▶ [Task objective]:
What you return must match the listing exactly, with every image removed.

*** Data supplied Section Begins ***

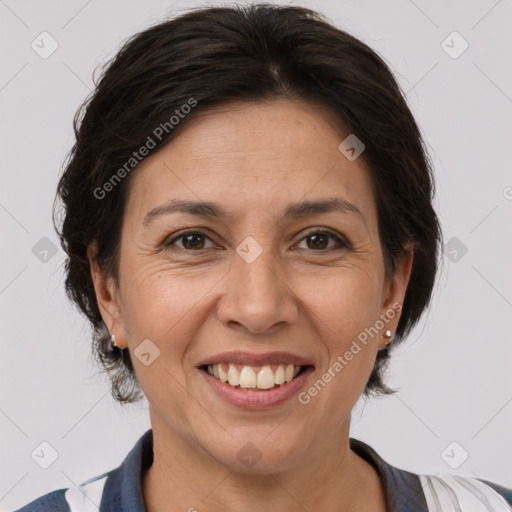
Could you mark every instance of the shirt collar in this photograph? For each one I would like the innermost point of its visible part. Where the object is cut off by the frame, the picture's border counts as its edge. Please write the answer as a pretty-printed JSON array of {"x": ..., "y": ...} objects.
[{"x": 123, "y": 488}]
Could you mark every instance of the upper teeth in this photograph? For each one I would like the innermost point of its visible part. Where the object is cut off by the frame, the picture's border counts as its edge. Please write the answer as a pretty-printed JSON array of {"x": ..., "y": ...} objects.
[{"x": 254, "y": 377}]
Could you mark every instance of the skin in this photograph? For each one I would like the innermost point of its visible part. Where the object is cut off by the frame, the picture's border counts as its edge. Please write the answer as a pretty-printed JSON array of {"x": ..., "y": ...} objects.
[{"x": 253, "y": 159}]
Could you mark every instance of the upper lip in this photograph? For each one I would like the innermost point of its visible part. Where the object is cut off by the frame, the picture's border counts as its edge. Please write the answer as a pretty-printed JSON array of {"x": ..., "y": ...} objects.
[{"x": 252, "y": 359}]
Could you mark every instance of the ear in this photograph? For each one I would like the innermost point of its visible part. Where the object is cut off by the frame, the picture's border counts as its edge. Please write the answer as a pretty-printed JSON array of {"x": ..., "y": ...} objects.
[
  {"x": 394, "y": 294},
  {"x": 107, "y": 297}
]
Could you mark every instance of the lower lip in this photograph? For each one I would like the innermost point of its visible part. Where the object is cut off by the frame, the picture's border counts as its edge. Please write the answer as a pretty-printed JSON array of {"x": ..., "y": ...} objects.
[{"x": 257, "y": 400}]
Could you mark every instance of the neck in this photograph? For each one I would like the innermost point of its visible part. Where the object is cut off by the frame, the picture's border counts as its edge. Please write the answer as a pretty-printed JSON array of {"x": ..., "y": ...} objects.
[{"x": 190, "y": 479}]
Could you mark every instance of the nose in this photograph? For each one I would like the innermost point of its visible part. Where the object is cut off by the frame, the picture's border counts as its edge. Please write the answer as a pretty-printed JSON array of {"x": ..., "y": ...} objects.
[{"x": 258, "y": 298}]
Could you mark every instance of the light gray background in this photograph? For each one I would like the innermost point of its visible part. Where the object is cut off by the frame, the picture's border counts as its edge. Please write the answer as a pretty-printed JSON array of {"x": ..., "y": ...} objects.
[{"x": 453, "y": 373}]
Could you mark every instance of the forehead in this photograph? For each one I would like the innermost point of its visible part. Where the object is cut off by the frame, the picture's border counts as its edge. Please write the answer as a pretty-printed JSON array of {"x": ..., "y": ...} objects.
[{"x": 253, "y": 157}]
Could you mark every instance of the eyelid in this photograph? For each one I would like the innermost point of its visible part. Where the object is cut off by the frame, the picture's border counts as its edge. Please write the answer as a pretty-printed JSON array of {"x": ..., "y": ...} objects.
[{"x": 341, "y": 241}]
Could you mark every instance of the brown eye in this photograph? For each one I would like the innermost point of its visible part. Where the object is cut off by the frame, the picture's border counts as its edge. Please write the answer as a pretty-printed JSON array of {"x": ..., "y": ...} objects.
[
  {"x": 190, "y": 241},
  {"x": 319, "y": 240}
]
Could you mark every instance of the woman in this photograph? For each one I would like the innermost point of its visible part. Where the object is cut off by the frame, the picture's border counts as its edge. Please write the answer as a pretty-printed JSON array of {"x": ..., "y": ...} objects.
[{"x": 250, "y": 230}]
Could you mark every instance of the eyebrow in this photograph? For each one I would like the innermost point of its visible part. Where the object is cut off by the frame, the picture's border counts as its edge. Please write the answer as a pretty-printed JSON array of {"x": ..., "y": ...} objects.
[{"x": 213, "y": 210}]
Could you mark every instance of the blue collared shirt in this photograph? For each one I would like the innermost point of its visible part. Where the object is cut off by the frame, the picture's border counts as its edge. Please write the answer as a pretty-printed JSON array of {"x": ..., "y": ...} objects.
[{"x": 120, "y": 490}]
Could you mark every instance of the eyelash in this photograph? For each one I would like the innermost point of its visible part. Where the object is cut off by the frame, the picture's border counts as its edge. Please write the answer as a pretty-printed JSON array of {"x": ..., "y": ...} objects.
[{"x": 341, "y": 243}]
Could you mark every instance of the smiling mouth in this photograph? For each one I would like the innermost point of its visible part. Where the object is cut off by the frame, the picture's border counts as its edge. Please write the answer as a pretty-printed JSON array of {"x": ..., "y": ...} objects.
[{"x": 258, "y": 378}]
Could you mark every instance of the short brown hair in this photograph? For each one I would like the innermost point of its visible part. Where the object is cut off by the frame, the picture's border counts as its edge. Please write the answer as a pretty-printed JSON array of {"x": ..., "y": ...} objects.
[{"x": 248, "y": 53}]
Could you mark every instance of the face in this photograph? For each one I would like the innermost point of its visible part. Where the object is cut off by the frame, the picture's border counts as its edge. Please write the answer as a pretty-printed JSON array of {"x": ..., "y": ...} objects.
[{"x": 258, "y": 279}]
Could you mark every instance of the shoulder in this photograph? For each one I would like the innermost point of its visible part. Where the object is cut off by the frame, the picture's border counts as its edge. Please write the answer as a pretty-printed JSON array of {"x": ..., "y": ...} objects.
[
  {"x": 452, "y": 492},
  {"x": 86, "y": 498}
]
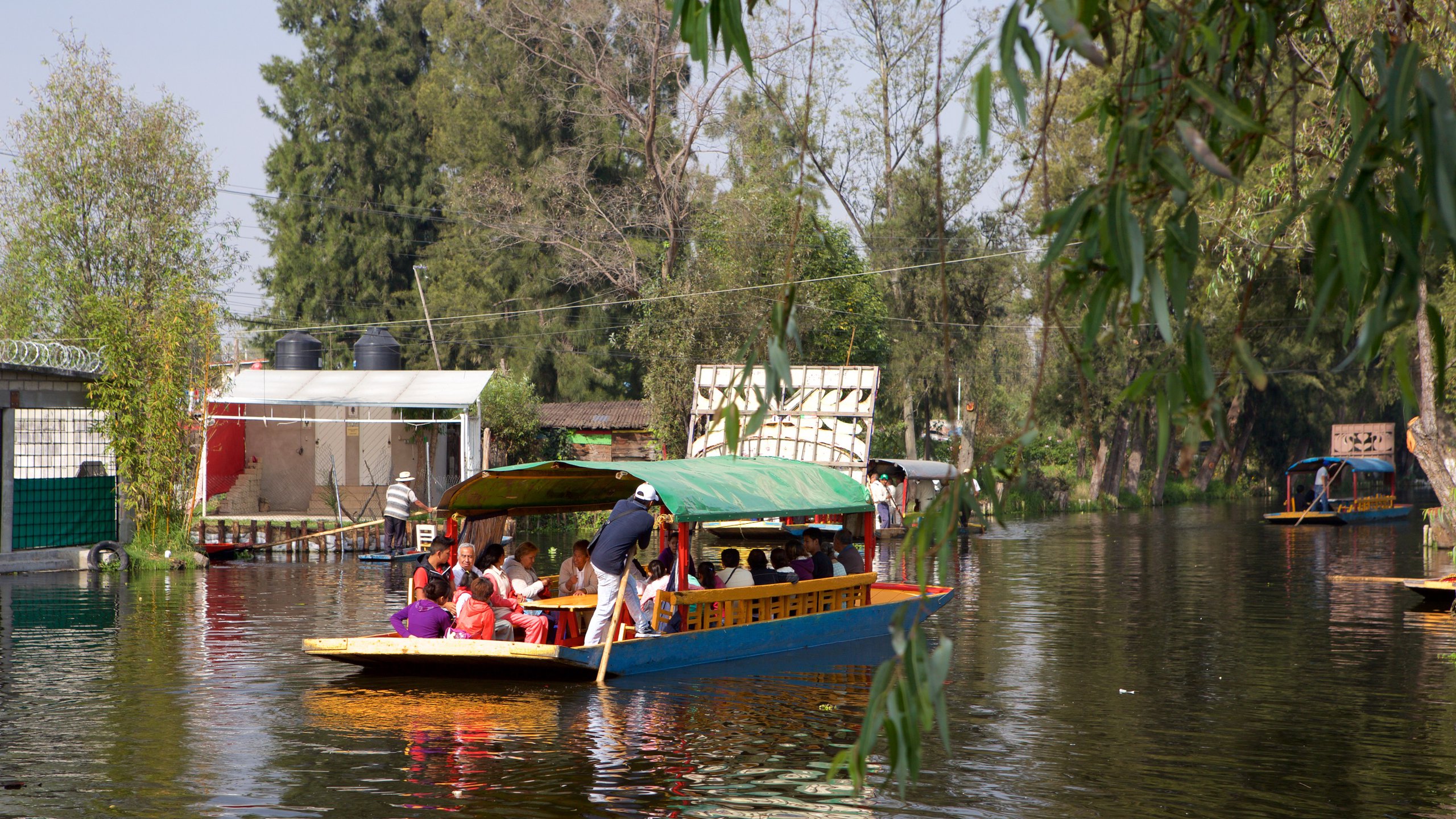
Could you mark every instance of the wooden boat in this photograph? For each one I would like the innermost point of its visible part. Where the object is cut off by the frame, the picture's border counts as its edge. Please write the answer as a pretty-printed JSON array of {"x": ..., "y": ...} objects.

*** Data supplied Section Ends ***

▶ [Exercise answer]:
Could you mark every instance of the shirt collar in this photograph? For each one I would like the innermost point of its visible part. Where the object is cut off by the frame, the picture's border counts as its edge. Please write the answer as a pretty-printed JSON array of {"x": ..., "y": ...} objects.
[{"x": 123, "y": 488}]
Could you mark every instance of the upper teeth in this photograph? For each one I would like the innermost point of its visible part. Where the object is cut off by the frame, the picture's border counts as its edge. Please write the answer as a pretty-printed JSON array of {"x": ..., "y": ...} objects.
[{"x": 254, "y": 377}]
Could you mark every instance of the skin in this photograph? For each one I would like the innermost point of its visible part. Where the object is cut off by the frame, the picture's border counts as its edge. Please write the answer as a pretty-printed JSON array of {"x": ..., "y": ...} objects.
[{"x": 253, "y": 159}]
Could you mark every instance of the upper lip in this photograph? For each one I would like the innermost point of its visible part. Where the object is cut off by the frame, the picture's border counts as its edge. Please write the answer as a pretty-printed JSON array of {"x": ..., "y": ...} objects.
[{"x": 252, "y": 359}]
Could you mark every instance of the ear in this photograph? For each one I would like the innermost point of its visible part. Where the object is cut off by the frame, the picture's border counts as its edge. Please write the answer as a pretty-printed JSON array of {"x": ..., "y": ...} objects.
[
  {"x": 394, "y": 294},
  {"x": 107, "y": 297}
]
Could you mark every instance of the lower lip in this photograph? For each one I would like the innermost point of its visible part. Where the object is cut off by the frame, the picture's border counts as its edge. Please write the answer as a pretty-printed JSON array of {"x": ..., "y": ...} objects.
[{"x": 257, "y": 400}]
Could you mark every instance of the neck in this photograph? For each one I would like the innermost point of its visible part. Where the object is cut off by the frame, the picture's border counts as its edge. Please write the answer as a pretty-printed JSON array of {"x": ..., "y": ...} objects.
[{"x": 190, "y": 479}]
Could you mark every instance of the nose in this photograph? For each one I would like the innermost point of its visible part. Where the object is cut off by the frame, the picture's border counts as its edge. Please write the answer as a pretty-printed JSON array of {"x": ..., "y": ...} objects.
[{"x": 258, "y": 298}]
Could you mark every instance of the light gray background in this photograph? For each one I would like the innermost point of its visible part. Where the object is cut off by the frame, the picture's border counts as its edge. Please write the answer as a pretty-printed JSON array of {"x": ..., "y": ...} objects.
[{"x": 453, "y": 373}]
Could you mark every instance of the forehead in this photograph? For each one I would like the innermost point of its visible part. Where the object is cut off by the frame, the picture's border counts as its edge. Please write the answer as a pretty-printed JSON array of {"x": ..., "y": ...} objects.
[{"x": 253, "y": 157}]
Could you mark every instance of the eyelid in this photograph? For each one I would like the innermost point of its visible part. Where the object is cut off by the frame, the picture's border counts as its edge. Please write the answer as a pretty-printed JSON array of {"x": ..., "y": ...} objects.
[{"x": 341, "y": 241}]
Could you mark every instance of the brown eye in this photograph? For each one I would like the innermost point of its visible part. Where the object is cut off by the frame, the picture's border counts as its edge. Please write the answer as a pretty-printed JSON array of {"x": ..., "y": ...} objects.
[
  {"x": 190, "y": 241},
  {"x": 319, "y": 240}
]
Could you mark every instance of the woman in this photograph? For each one I would like the innermost point of its visible part. Where the object is cut off by the frame, the picture's border counts as its edge. Please write the answer as a pretty-printed JSON array of {"x": ..., "y": ...} objects.
[{"x": 250, "y": 230}]
Could you mark every instance of the eyebrow in this photograph? For each one I would like the innermost point of its visible part. Where the object is cut off by the frame, the picture's border counts as its edge. Please write the answer as a pretty-printed JSON array of {"x": ..., "y": ...} objects.
[{"x": 213, "y": 210}]
Could you mark every instance of the blue collared shirt in this photograph? For each one I would like the innermost point of its visible part. Where the object is cut off by the frame, the picture's border counts as its edge. Please write the answer as a pretty-printed JSON array of {"x": ..., "y": ...} objects.
[{"x": 120, "y": 490}]
Could you mark every instance of the eyelash in this photograph? For each one I would like the innermost point of its visible part. Where the object is cut off by the frame, the picture's border counts as its edge. Please write the answer as a pretty-printed JSON array of {"x": ..., "y": ...} objects.
[{"x": 341, "y": 243}]
Could you mark every instance of the smiling mouth in this photograph? For each one I would like the innermost point of its visible part. Where the object is cut off by the frame, the picture's border counts as its edge. Please write the answer as a pretty-printed JSON array of {"x": ..., "y": ...} objects.
[{"x": 258, "y": 378}]
Could you mark every instance of the short brown hair in this photograph? For each one I would like the innermost point of its visible part. Where the object is cut off by the frame, the picture's border counts as its edge. Please write the answer as a pretty-printed JSON array of {"x": ..., "y": ...} objects.
[{"x": 248, "y": 53}]
Could you mark every instance of the face in this photograph? For each one I would like the innermost point of its visible part. Where the object is cut off by the frame, the picture's border counts as its edge. Please write the answer as a pretty-printed JSON array of {"x": ..., "y": ...} objects.
[{"x": 258, "y": 279}]
Could you mark every instance of the shoulder in this photograph? For each one I would like the innermost point of its visible part. Where the object is cut off by the frame, the picture's border counts as its edge. Please write the answer as a pretty-printed JSON array of {"x": ..., "y": ...} objects.
[
  {"x": 452, "y": 492},
  {"x": 86, "y": 498}
]
Could you mark every instance of the wooden boat in this photograph? For each one I would like the innermost point of its visible part. Where the object is cut off by the frame, the picture's border counts as its edge. Please write the answer as a pretty-printed JSON array of {"x": ..., "y": ...} objects.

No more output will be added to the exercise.